[Stored data entries]

--

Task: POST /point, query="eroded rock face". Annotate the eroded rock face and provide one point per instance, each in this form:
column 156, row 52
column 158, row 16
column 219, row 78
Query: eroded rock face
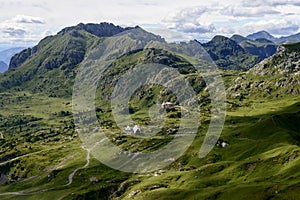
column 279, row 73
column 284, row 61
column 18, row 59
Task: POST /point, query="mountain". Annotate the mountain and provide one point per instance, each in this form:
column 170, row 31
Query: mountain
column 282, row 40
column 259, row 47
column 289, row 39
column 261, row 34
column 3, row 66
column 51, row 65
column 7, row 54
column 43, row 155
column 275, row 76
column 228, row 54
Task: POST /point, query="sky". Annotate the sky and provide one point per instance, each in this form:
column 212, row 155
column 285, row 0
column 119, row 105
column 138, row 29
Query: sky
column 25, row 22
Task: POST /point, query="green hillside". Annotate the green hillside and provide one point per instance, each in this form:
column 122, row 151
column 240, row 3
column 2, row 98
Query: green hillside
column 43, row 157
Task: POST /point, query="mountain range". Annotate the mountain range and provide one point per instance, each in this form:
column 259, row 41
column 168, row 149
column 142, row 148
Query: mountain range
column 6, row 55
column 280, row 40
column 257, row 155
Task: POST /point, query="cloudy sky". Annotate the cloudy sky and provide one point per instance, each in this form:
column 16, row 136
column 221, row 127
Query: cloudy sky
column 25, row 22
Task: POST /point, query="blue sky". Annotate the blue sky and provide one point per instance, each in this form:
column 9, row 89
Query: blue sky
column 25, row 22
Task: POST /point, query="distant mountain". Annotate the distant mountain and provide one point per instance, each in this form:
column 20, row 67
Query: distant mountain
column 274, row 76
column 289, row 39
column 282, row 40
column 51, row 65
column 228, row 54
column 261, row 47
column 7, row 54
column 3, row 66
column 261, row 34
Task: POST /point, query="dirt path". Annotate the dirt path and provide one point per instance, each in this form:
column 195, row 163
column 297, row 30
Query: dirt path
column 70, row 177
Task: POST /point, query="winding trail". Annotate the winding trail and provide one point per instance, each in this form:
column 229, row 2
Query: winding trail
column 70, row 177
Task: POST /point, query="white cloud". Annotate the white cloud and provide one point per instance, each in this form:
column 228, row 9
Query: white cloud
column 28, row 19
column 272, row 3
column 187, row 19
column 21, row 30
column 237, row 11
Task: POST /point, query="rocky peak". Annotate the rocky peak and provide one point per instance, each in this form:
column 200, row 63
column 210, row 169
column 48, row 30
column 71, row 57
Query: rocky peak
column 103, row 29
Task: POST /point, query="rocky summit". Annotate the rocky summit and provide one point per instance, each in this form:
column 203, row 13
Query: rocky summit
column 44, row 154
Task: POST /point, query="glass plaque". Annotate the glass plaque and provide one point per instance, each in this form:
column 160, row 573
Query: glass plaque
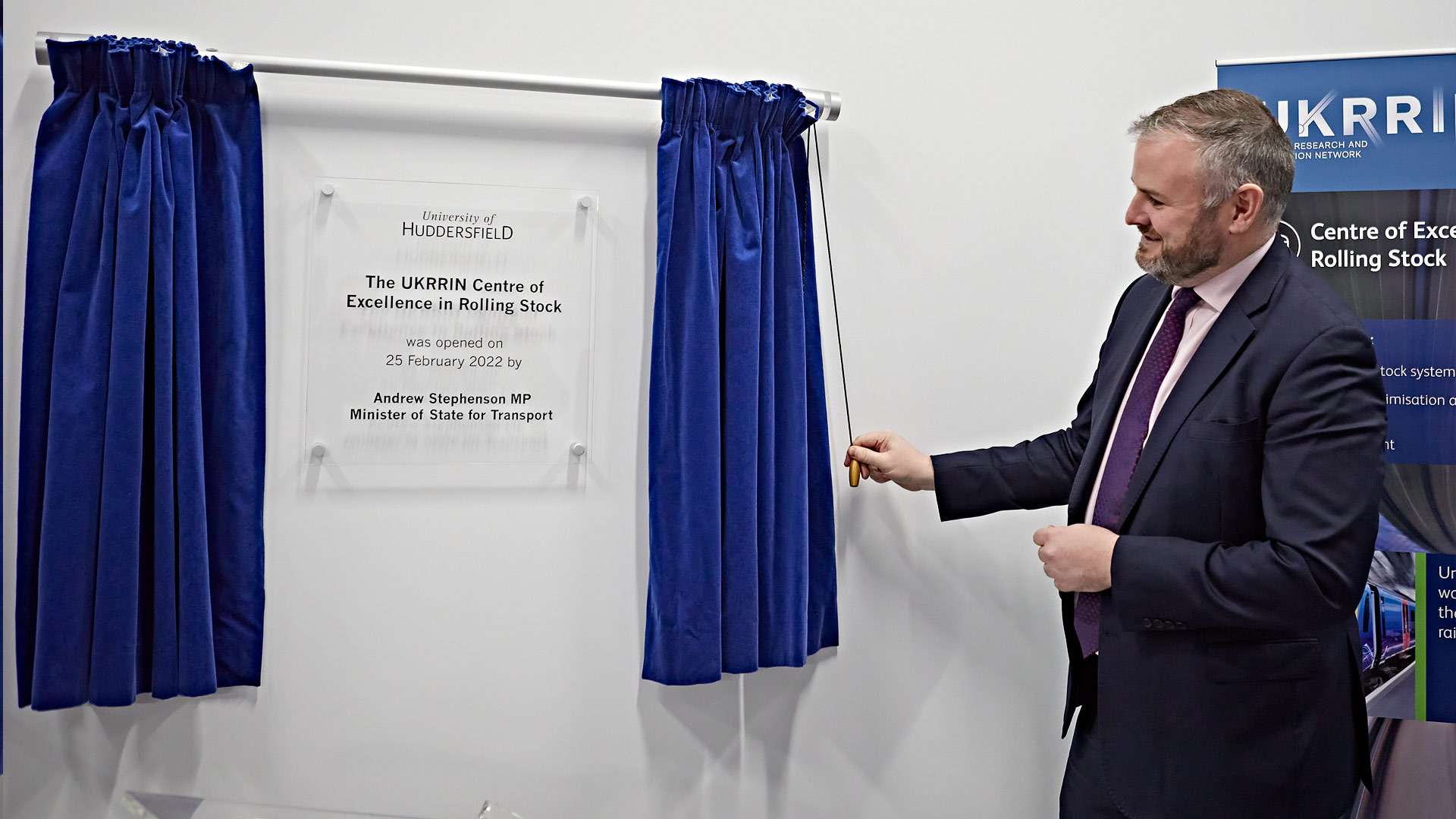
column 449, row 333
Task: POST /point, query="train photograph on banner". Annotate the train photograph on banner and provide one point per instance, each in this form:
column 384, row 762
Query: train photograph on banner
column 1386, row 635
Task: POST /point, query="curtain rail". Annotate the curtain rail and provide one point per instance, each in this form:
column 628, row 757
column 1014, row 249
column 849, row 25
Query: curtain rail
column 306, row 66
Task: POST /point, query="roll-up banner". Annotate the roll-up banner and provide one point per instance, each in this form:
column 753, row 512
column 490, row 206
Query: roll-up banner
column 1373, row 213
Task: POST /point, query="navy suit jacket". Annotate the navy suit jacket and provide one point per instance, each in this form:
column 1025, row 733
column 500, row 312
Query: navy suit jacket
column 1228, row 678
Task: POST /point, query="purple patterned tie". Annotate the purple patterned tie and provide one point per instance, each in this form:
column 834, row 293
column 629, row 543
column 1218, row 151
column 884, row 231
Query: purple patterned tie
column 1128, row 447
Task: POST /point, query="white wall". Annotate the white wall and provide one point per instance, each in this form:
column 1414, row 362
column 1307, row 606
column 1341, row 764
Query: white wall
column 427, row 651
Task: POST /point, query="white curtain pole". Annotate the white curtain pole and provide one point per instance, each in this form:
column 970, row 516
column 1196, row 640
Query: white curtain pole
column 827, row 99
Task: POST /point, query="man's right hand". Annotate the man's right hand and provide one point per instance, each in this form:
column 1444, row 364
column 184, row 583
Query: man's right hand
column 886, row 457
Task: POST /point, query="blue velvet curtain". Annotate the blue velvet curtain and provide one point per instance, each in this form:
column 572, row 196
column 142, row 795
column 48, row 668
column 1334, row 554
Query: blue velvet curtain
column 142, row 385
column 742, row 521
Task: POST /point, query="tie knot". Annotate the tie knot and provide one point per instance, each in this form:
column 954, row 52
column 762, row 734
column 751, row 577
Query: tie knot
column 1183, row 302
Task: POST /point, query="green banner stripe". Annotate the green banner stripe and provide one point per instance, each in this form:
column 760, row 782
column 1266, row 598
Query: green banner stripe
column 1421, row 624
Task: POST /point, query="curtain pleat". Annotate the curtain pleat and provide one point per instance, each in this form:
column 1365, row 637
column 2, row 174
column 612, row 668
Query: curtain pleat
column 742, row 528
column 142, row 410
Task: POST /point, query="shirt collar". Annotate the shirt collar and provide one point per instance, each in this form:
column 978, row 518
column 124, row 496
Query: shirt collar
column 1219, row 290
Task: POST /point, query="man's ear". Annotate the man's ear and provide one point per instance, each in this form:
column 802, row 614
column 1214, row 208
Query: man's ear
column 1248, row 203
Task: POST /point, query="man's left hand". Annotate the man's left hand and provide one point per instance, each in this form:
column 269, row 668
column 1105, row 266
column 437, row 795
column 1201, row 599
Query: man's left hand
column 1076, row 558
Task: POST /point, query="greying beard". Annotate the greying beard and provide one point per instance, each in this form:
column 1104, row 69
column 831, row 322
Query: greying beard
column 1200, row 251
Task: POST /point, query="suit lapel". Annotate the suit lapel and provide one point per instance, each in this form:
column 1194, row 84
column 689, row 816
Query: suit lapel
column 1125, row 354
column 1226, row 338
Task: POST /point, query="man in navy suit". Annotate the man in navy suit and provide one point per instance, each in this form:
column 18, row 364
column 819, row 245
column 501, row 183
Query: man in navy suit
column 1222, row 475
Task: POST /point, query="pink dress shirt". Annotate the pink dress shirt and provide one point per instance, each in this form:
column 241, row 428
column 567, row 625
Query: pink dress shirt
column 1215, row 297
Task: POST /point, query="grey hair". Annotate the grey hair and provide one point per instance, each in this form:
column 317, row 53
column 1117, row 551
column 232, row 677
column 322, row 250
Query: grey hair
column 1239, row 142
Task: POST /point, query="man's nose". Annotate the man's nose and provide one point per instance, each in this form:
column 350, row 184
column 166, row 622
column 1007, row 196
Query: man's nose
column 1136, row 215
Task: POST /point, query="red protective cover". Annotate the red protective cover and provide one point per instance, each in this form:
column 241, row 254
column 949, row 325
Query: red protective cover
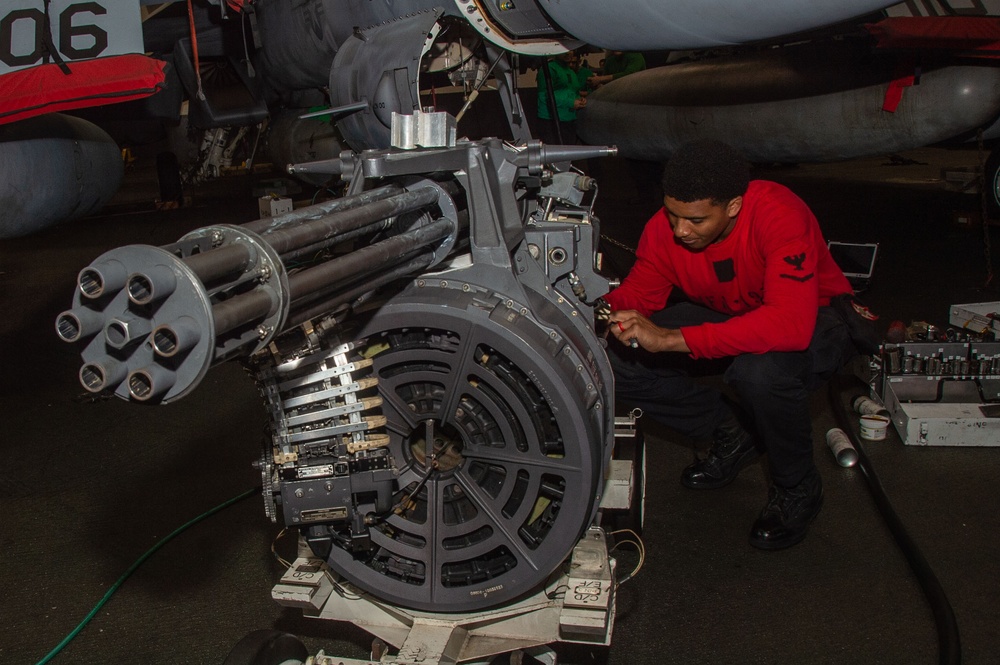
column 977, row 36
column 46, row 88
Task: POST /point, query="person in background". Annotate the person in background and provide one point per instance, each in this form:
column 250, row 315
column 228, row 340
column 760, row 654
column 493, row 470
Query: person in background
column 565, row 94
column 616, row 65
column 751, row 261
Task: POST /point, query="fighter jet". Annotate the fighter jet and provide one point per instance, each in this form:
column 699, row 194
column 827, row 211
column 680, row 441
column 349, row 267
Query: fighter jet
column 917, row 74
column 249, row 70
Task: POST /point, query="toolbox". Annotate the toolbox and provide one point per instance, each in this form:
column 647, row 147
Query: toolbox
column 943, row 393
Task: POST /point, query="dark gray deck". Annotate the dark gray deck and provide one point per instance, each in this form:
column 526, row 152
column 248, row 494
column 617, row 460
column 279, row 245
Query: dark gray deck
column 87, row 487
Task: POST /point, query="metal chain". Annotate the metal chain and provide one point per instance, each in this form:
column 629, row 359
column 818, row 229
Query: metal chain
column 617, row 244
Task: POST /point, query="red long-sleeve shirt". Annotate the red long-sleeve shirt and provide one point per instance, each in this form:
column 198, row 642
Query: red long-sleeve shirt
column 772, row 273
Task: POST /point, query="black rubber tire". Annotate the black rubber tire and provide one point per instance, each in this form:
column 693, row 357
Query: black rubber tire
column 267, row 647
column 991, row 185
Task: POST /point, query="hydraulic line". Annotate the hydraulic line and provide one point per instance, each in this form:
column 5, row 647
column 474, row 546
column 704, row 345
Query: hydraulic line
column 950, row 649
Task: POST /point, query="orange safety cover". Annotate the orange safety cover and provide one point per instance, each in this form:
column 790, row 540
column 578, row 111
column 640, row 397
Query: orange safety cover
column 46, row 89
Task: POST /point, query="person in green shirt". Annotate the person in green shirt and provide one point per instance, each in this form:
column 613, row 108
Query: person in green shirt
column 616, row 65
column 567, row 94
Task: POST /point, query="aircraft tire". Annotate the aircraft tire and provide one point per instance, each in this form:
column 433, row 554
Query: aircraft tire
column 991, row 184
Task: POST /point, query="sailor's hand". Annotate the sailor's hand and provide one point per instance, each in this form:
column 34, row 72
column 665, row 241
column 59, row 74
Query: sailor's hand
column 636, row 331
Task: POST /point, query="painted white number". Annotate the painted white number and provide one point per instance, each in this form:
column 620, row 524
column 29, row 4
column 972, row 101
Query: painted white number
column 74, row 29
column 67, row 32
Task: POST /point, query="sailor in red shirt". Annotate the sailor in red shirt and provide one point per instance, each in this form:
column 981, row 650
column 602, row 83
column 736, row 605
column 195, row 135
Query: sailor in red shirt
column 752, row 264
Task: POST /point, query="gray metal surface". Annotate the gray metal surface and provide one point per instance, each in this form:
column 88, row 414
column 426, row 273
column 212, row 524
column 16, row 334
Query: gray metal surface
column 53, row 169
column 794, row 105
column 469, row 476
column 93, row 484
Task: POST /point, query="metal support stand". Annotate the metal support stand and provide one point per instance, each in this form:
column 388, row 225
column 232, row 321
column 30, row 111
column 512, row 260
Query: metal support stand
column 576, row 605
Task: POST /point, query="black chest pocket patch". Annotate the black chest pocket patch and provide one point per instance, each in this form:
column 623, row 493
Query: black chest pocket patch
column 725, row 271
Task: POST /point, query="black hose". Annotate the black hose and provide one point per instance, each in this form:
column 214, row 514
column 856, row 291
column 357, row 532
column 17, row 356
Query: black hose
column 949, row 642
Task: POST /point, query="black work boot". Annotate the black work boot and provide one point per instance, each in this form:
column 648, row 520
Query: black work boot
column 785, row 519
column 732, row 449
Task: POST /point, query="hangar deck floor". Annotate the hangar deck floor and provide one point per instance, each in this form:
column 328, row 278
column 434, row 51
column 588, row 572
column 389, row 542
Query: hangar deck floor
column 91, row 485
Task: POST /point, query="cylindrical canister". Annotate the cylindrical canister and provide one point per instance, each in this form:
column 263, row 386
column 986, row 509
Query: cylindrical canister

--

(Work item):
Out of the records above, return only the lines from the one with "column 949, row 325" through the one with "column 493, row 470", exactly, and none of the pictures.

(Response):
column 949, row 325
Query: red protective cover
column 977, row 36
column 46, row 88
Task: POST /point, query="person in background". Annotate the person in background and provide one point per instance, each in this form:
column 250, row 315
column 228, row 340
column 760, row 654
column 493, row 470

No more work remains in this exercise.